[Start of Attachment]

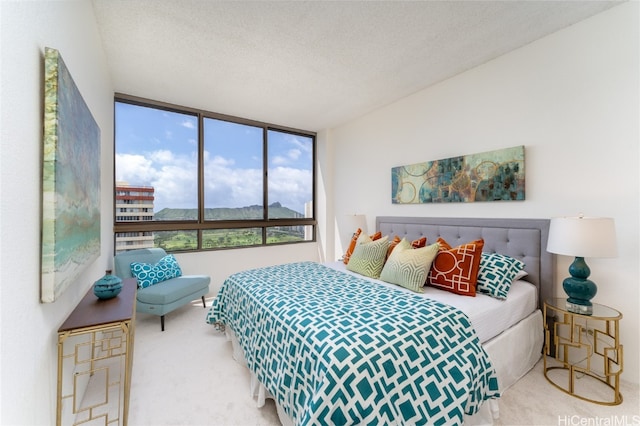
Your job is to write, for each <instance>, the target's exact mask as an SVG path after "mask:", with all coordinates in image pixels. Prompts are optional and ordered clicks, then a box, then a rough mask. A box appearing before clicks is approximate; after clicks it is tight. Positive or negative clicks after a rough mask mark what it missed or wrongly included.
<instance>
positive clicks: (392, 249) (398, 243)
mask: <svg viewBox="0 0 640 426" xmlns="http://www.w3.org/2000/svg"><path fill="white" fill-rule="evenodd" d="M400 241H402V240H401V239H400V237H398V236H397V235H396V236H395V237H393V241H391V242H390V243H389V248H388V249H387V259H388V258H389V256H391V252H392V251H393V249H394V248H396V246H397V245H398V244H400Z"/></svg>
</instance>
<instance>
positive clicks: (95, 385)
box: [56, 278, 137, 426]
mask: <svg viewBox="0 0 640 426" xmlns="http://www.w3.org/2000/svg"><path fill="white" fill-rule="evenodd" d="M136 289H137V283H136V280H135V279H134V278H129V279H125V280H123V282H122V291H121V292H120V294H118V296H116V297H114V298H112V299H108V300H100V299H98V298H97V297H96V296H95V295H94V294H93V289H90V290H89V291H88V292H87V294H86V295H85V296H84V298H83V299H82V300H81V301H80V303H79V304H78V306H77V307H76V308H75V309H74V310H73V312H71V314H70V315H69V317H68V318H67V319H66V320H65V322H64V323H63V324H62V326H60V328H59V329H58V395H57V410H56V424H57V425H58V426H61V425H68V424H73V425H77V424H85V423H88V424H97V423H99V424H104V425H126V424H127V417H128V414H129V393H130V390H131V369H132V365H133V338H134V328H135V327H134V325H135V314H136V309H135V308H136Z"/></svg>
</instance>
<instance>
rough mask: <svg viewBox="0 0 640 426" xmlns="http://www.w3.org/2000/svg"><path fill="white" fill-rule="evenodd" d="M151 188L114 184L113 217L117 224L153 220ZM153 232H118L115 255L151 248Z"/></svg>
mask: <svg viewBox="0 0 640 426" xmlns="http://www.w3.org/2000/svg"><path fill="white" fill-rule="evenodd" d="M153 193H154V188H153V186H133V185H129V184H128V183H127V182H117V183H116V199H115V216H116V221H117V222H133V221H136V222H138V221H145V220H153V200H154V194H153ZM153 246H154V243H153V232H139V231H135V232H119V233H117V234H116V250H115V252H116V253H119V252H121V251H126V250H133V249H139V248H151V247H153Z"/></svg>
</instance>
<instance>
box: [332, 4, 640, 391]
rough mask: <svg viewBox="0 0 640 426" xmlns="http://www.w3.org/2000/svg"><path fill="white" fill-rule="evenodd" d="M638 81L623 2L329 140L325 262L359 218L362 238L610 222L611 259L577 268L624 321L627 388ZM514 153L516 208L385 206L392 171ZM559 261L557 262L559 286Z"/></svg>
mask: <svg viewBox="0 0 640 426" xmlns="http://www.w3.org/2000/svg"><path fill="white" fill-rule="evenodd" d="M639 76H640V69H639V68H638V3H637V2H629V3H626V4H623V5H621V6H616V7H614V8H613V9H611V10H609V11H607V12H604V13H602V14H599V15H597V16H595V17H593V18H591V19H588V20H586V21H583V22H581V23H578V24H576V25H574V26H572V27H569V28H567V29H565V30H563V31H560V32H557V33H555V34H553V35H550V36H548V37H546V38H544V39H541V40H539V41H537V42H534V43H532V44H530V45H528V46H526V47H524V48H521V49H519V50H517V51H514V52H512V53H509V54H507V55H504V56H502V57H500V58H498V59H496V60H494V61H491V62H489V63H486V64H484V65H483V66H480V67H477V68H475V69H473V70H470V71H468V72H465V73H463V74H460V75H458V76H456V77H454V78H451V79H449V80H446V81H443V82H441V83H440V84H437V85H435V86H433V87H431V88H429V89H426V90H423V91H421V92H419V93H416V94H414V95H413V96H410V97H407V98H405V99H403V100H401V101H399V102H397V103H395V104H393V105H390V106H388V107H385V108H382V109H380V110H377V111H375V112H372V113H370V114H368V115H366V116H364V117H362V118H360V119H359V120H356V121H353V122H351V123H348V124H346V125H344V126H341V127H339V128H335V129H332V131H331V134H330V143H331V144H332V145H333V149H334V151H335V156H334V157H333V158H328V159H325V160H324V162H325V163H326V164H331V165H332V167H334V168H335V173H334V180H335V192H334V195H335V197H334V209H335V210H334V211H335V217H336V222H337V224H338V227H337V229H336V232H337V234H336V236H335V250H332V249H331V247H329V248H328V250H327V251H328V254H327V257H328V258H332V257H339V255H340V253H342V252H343V250H344V247H343V246H342V245H341V239H340V237H339V235H341V234H342V235H344V234H349V233H350V232H352V231H353V230H341V229H340V228H339V226H340V218H341V217H344V215H345V214H350V213H366V214H367V219H368V227H369V229H373V227H374V225H375V222H374V220H375V216H376V215H399V216H433V217H435V216H458V217H537V218H549V217H553V216H566V215H576V214H578V213H580V212H583V213H584V214H586V215H589V216H611V217H614V218H615V220H616V228H617V234H618V247H619V256H618V257H617V258H615V259H588V263H589V265H590V266H591V270H592V275H591V278H592V279H593V280H594V281H595V282H596V283H598V284H599V293H598V295H597V296H596V298H595V301H596V302H599V303H603V304H607V305H610V306H612V307H615V308H617V309H619V310H620V311H621V312H622V313H623V314H624V318H623V320H622V322H621V333H622V343H623V344H624V346H625V348H624V353H625V359H624V368H625V371H624V373H623V378H624V379H625V380H628V381H632V382H635V383H638V381H639V380H638V379H639V377H638V374H639V373H638V371H639V370H638V364H639V362H638V357H639V355H638V354H639V348H638V336H639V335H640V328H639V320H638V302H639V292H638V288H639V287H640V285H639V283H638V276H639V275H640V274H639V272H640V271H639V265H638V258H639V253H638V233H639V228H638V218H639V216H638V213H639V210H638V196H639V195H640V193H639V192H640V191H639V186H638V177H639V173H638V166H639V149H638V146H639V140H640V139H639V132H638V121H639V111H638V102H639V95H638V92H639V87H638V81H639ZM516 145H525V157H526V191H527V192H526V201H522V202H487V203H467V204H422V205H393V204H391V168H392V167H395V166H400V165H406V164H413V163H418V162H422V161H429V160H437V159H441V158H448V157H452V156H457V155H464V154H473V153H480V152H484V151H491V150H495V149H500V148H506V147H511V146H516ZM340 231H344V232H340ZM343 240H344V238H343ZM570 260H571V259H570V258H568V257H565V256H560V258H559V259H558V274H557V275H558V281H559V282H560V281H561V280H562V279H563V278H564V277H566V276H568V272H567V268H568V265H569V262H570ZM558 284H559V283H558ZM557 289H558V290H557V293H558V295H559V296H560V295H562V294H563V292H562V288H561V285H558V286H557Z"/></svg>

[End of Attachment]

> **EXERCISE DETAILS**:
Once the pictures are removed, reproduce the remaining entries above exactly.

> **RESPONSE FOR THIS EXERCISE**:
Your job is to write, for each <instance>, the target's exact mask as an SVG path after "mask:", with all coordinates in image pixels. Prompts are optional and ordered clicks, then a box, then a rough mask. A box appearing before clicks is approximate; after clicks it is tight. Positive or negative clicks after a rough mask mark what it missed or wrongly included.
<instance>
positive clicks: (392, 249) (398, 243)
mask: <svg viewBox="0 0 640 426" xmlns="http://www.w3.org/2000/svg"><path fill="white" fill-rule="evenodd" d="M400 241H402V240H401V239H400V237H398V236H397V235H396V236H395V237H393V241H391V242H390V243H389V248H388V249H387V259H388V258H389V256H391V252H392V251H393V249H394V248H396V246H397V245H398V244H400Z"/></svg>
</instance>
<instance>
positive clicks: (95, 385)
box: [56, 278, 137, 426]
mask: <svg viewBox="0 0 640 426" xmlns="http://www.w3.org/2000/svg"><path fill="white" fill-rule="evenodd" d="M136 289H137V283H136V280H135V279H134V278H129V279H125V280H123V282H122V291H121V292H120V294H118V296H116V297H114V298H112V299H108V300H100V299H98V298H97V297H96V296H95V295H94V294H93V289H90V290H89V291H88V292H87V294H86V295H85V296H84V298H83V299H82V300H81V301H80V303H79V304H78V306H77V307H76V308H75V309H74V310H73V312H71V314H70V315H69V317H68V318H67V319H66V320H65V322H64V323H63V324H62V326H60V328H59V329H58V395H57V410H56V424H57V425H58V426H61V425H68V424H73V425H77V424H85V423H88V424H97V423H99V424H104V425H126V424H127V417H128V414H129V393H130V390H131V369H132V365H133V338H134V328H135V327H134V325H135V314H136V309H135V308H136Z"/></svg>
</instance>
<instance>
rough mask: <svg viewBox="0 0 640 426" xmlns="http://www.w3.org/2000/svg"><path fill="white" fill-rule="evenodd" d="M151 188L114 184L113 217L117 224L153 220ZM153 232H118L115 255L151 248Z"/></svg>
mask: <svg viewBox="0 0 640 426" xmlns="http://www.w3.org/2000/svg"><path fill="white" fill-rule="evenodd" d="M153 193H154V188H153V186H133V185H129V184H128V183H127V182H117V183H116V199H115V216H116V221H117V222H133V221H136V222H138V221H145V220H153V200H154V194H153ZM153 246H154V243H153V232H139V231H135V232H119V233H117V234H116V250H115V252H116V253H119V252H121V251H126V250H133V249H139V248H151V247H153Z"/></svg>
</instance>
<instance>
box: [332, 4, 640, 391]
rough mask: <svg viewBox="0 0 640 426" xmlns="http://www.w3.org/2000/svg"><path fill="white" fill-rule="evenodd" d="M638 81L623 2L329 140L325 262L359 218L362 238L610 222L611 259L577 268L624 321L627 388ZM514 153L516 208L385 206L392 171ZM559 261L557 262L559 286Z"/></svg>
mask: <svg viewBox="0 0 640 426" xmlns="http://www.w3.org/2000/svg"><path fill="white" fill-rule="evenodd" d="M639 76H640V69H639V68H638V3H637V2H629V3H626V4H623V5H621V6H616V7H614V8H613V9H611V10H609V11H607V12H604V13H602V14H599V15H597V16H595V17H593V18H591V19H588V20H586V21H583V22H581V23H578V24H576V25H574V26H572V27H569V28H567V29H565V30H563V31H560V32H557V33H555V34H553V35H550V36H548V37H546V38H544V39H541V40H539V41H537V42H534V43H532V44H530V45H528V46H526V47H524V48H521V49H519V50H517V51H514V52H512V53H509V54H507V55H504V56H502V57H500V58H498V59H496V60H494V61H491V62H489V63H486V64H484V65H483V66H480V67H477V68H475V69H473V70H470V71H468V72H465V73H463V74H460V75H458V76H456V77H454V78H451V79H449V80H446V81H443V82H441V83H440V84H437V85H435V86H433V87H431V88H429V89H426V90H423V91H421V92H419V93H416V94H414V95H413V96H410V97H407V98H405V99H403V100H401V101H399V102H397V103H395V104H393V105H390V106H388V107H385V108H382V109H380V110H377V111H375V112H372V113H370V114H368V115H366V116H364V117H362V118H360V119H359V120H356V121H353V122H351V123H348V124H346V125H344V126H341V127H339V128H335V129H332V131H331V134H330V143H331V144H332V145H333V149H334V151H335V156H334V157H333V158H328V159H325V160H324V162H325V163H326V164H331V165H332V167H334V168H335V173H334V180H335V192H334V195H335V197H334V209H335V210H334V211H335V217H336V222H337V224H338V227H337V229H336V232H337V234H336V236H335V250H332V249H331V247H329V248H328V250H327V251H328V254H327V257H328V258H332V257H339V255H340V253H342V252H343V250H344V247H343V246H342V245H341V239H340V237H339V235H341V234H342V235H344V234H349V233H350V232H352V231H353V230H341V229H340V228H339V226H340V218H341V217H344V215H345V214H350V213H366V214H367V219H368V227H369V229H373V227H374V225H375V222H374V220H375V216H376V215H399V216H433V217H435V216H458V217H537V218H549V217H553V216H566V215H576V214H578V213H580V212H583V213H584V214H586V215H589V216H611V217H614V218H615V220H616V228H617V234H618V247H619V256H618V257H617V258H615V259H588V263H589V265H590V266H591V270H592V275H591V278H592V279H593V280H594V281H595V282H596V283H598V284H599V293H598V295H597V296H596V298H595V301H596V302H599V303H603V304H607V305H610V306H612V307H615V308H617V309H619V310H620V311H621V312H622V313H623V314H624V318H623V320H622V322H621V333H622V343H623V344H624V346H625V348H624V353H625V359H624V368H625V371H624V373H623V378H624V379H625V380H628V381H632V382H635V383H638V381H639V380H638V379H639V377H638V374H639V373H638V371H639V370H638V364H639V362H638V357H639V355H638V354H639V348H638V336H639V335H640V328H639V320H638V302H639V292H638V288H639V287H640V285H639V283H638V276H639V275H640V274H639V272H640V271H639V265H638V258H639V253H638V233H639V228H638V218H639V216H638V213H639V210H638V196H639V195H640V193H639V192H640V191H639V186H638V177H639V173H638V166H639V149H638V146H639V140H640V139H639V132H638V121H639V111H638V102H639V95H638V92H639V87H638V81H639ZM516 145H525V157H526V191H527V192H526V201H522V202H487V203H467V204H422V205H393V204H391V168H392V167H395V166H400V165H406V164H413V163H418V162H422V161H429V160H437V159H441V158H448V157H452V156H457V155H464V154H473V153H480V152H484V151H491V150H495V149H500V148H506V147H511V146H516ZM340 231H344V232H340ZM343 240H344V238H343ZM570 260H571V259H570V258H568V257H565V256H560V258H559V259H558V274H557V275H558V281H559V282H560V281H561V280H562V279H563V278H564V277H566V276H568V272H567V268H568V265H569V262H570ZM558 284H559V283H558ZM557 289H558V290H557V293H558V295H559V296H560V295H562V294H563V292H562V288H561V285H558V286H557Z"/></svg>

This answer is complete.